**Task objective**. The data beneath this task is to be duplicated exactly, in its entirety.

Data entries
########

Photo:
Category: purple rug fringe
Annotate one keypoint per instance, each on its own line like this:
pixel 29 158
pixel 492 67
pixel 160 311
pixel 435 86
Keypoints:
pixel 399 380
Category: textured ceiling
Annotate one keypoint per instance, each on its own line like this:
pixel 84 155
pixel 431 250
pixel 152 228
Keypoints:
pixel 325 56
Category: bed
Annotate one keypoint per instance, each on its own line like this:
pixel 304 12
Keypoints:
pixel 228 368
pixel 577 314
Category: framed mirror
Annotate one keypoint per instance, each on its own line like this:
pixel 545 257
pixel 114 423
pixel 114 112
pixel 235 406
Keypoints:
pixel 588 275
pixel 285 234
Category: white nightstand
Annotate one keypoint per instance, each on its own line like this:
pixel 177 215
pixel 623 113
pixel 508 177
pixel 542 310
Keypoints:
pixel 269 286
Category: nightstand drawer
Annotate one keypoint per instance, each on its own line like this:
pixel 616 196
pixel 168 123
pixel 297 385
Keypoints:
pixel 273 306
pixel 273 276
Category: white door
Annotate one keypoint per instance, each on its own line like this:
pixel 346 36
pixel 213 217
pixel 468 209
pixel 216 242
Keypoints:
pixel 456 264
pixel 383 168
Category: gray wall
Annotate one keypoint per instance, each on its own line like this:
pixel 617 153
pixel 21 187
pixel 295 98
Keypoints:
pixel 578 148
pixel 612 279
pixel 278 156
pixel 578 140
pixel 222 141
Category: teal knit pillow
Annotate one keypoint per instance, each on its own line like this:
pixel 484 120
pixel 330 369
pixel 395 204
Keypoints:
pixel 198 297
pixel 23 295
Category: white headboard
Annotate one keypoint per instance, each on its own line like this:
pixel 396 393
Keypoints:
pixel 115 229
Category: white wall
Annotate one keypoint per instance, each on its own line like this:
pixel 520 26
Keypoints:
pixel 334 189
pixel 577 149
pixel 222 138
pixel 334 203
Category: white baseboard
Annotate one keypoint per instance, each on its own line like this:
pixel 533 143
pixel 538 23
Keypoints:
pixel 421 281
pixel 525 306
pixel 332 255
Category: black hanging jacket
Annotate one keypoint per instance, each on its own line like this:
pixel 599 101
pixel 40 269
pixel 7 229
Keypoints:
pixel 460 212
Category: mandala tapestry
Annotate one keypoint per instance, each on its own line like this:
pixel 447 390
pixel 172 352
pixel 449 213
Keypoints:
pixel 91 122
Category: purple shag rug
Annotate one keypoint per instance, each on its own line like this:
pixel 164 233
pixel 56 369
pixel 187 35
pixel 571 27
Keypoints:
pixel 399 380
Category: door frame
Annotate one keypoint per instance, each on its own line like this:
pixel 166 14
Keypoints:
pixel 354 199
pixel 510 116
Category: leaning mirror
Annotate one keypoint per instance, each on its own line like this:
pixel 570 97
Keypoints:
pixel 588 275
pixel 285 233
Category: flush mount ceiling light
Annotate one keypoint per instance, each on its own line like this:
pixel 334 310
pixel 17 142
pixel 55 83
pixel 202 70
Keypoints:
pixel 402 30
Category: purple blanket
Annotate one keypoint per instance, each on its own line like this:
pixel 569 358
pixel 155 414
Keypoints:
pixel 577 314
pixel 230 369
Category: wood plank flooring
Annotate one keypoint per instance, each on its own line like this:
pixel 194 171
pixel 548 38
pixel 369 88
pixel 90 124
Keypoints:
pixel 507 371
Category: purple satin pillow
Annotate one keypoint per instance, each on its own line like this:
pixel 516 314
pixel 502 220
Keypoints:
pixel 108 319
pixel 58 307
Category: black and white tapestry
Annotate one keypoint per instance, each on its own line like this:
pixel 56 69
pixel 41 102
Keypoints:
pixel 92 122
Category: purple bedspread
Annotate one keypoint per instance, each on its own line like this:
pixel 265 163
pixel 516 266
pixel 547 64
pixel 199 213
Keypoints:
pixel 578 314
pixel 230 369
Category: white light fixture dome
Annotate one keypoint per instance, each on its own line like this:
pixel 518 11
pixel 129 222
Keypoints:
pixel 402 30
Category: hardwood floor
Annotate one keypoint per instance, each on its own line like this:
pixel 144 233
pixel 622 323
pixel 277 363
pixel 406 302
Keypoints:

########

**Response**.
Photo:
Category: purple rug fringe
Annotate one keypoint per instance, each on its own line like this:
pixel 29 158
pixel 492 67
pixel 160 311
pixel 435 86
Keypoints:
pixel 399 380
Category: textured ceiling
Annotate one keypoint per instance, each on its own line like this:
pixel 84 155
pixel 431 250
pixel 152 228
Keypoints:
pixel 325 56
Category: bed
Annotate one keypoint per instance, each on its own line like this:
pixel 304 12
Keypoints:
pixel 228 368
pixel 577 314
Category: framed mirror
Annotate one keypoint per instance, each on its own line like this:
pixel 545 257
pixel 114 423
pixel 114 112
pixel 235 406
Keypoints:
pixel 588 275
pixel 285 234
Category: white nightstand
Annotate one keypoint per instance, each on its own line like this:
pixel 177 215
pixel 623 113
pixel 508 177
pixel 542 310
Keypoints:
pixel 269 286
Category: nightstand drawer
Annotate one keypoint per instance, each on its own line like this:
pixel 616 196
pixel 168 123
pixel 297 385
Keypoints:
pixel 273 306
pixel 273 276
Category: white door
Annotate one keypoint per instance, each on its own line like this:
pixel 346 36
pixel 213 217
pixel 468 209
pixel 216 242
Keypoints:
pixel 456 264
pixel 383 168
Category: gray wall
Annotate one keypoint per instance, each on its own line like this:
pixel 617 153
pixel 21 187
pixel 295 98
Keypoints:
pixel 578 148
pixel 612 279
pixel 278 156
pixel 578 140
pixel 222 141
Category: teal knit pillow
Annotate one keypoint per instance, each on its own line like this:
pixel 484 120
pixel 330 369
pixel 395 204
Keypoints:
pixel 198 297
pixel 23 295
Category: white headboard
Annotate one keypoint per instance, each on its own line like this:
pixel 396 393
Keypoints:
pixel 115 229
Category: white wall
Annotate one keypoint per instance, each on its own line like this:
pixel 520 26
Keypoints:
pixel 334 189
pixel 577 149
pixel 222 138
pixel 334 203
Category: white baseboard
Annotate one keypoint per instance, each on its own line like this:
pixel 533 143
pixel 538 23
Keypoints:
pixel 421 281
pixel 525 306
pixel 332 255
Category: black hanging jacket
Annotate one keypoint per instance, each on its own line like this:
pixel 599 101
pixel 40 269
pixel 7 229
Keypoints:
pixel 460 212
Category: mandala tapestry
Annotate one keypoint per instance, each on its own line like this:
pixel 447 390
pixel 172 352
pixel 449 213
Keypoints:
pixel 91 122
Category: purple shag rug
Annotate one keypoint per instance, each on its own line like this:
pixel 164 233
pixel 56 369
pixel 187 35
pixel 571 27
Keypoints:
pixel 399 380
Category: door frame
Annotate one keypoint per instance, each on its own line like this:
pixel 166 14
Keypoints:
pixel 354 199
pixel 510 116
Category: leaning mirror
Annotate one keypoint per instance, each on its own line like this:
pixel 570 97
Keypoints:
pixel 588 275
pixel 285 233
Category: flush mount ceiling light
Annotate one keypoint per instance, each on its own line like this:
pixel 334 310
pixel 17 142
pixel 55 83
pixel 202 70
Keypoints:
pixel 402 30
Category: purple blanket
Annotate one keypoint per instance, each on its own line like this:
pixel 569 358
pixel 155 414
Keypoints:
pixel 577 314
pixel 230 369
Category: wood plank flooring
Annotate one keypoint per instance, each on its own line like this:
pixel 194 171
pixel 548 38
pixel 369 88
pixel 90 124
Keypoints:
pixel 507 371
Category: purple satin pillow
Annotate one keypoint per instance, each on its own line like this:
pixel 516 314
pixel 502 220
Keypoints:
pixel 108 319
pixel 58 307
Category: black and white tapestry
Annotate one keypoint per instance, each on its own line like this:
pixel 56 69
pixel 41 102
Keypoints:
pixel 92 122
Category: purple bedspread
Annotate one keypoint per instance, each on its own line like this:
pixel 265 163
pixel 516 266
pixel 547 64
pixel 199 213
Keypoints:
pixel 578 314
pixel 230 369
Category: white light fixture dome
Annotate one keypoint per instance, each on its own line like this:
pixel 518 11
pixel 129 222
Keypoints:
pixel 402 30
Category: hardwood floor
Annotate one keypoint per instance, each on its own line like this:
pixel 144 233
pixel 622 323
pixel 277 363
pixel 406 302
Keypoints:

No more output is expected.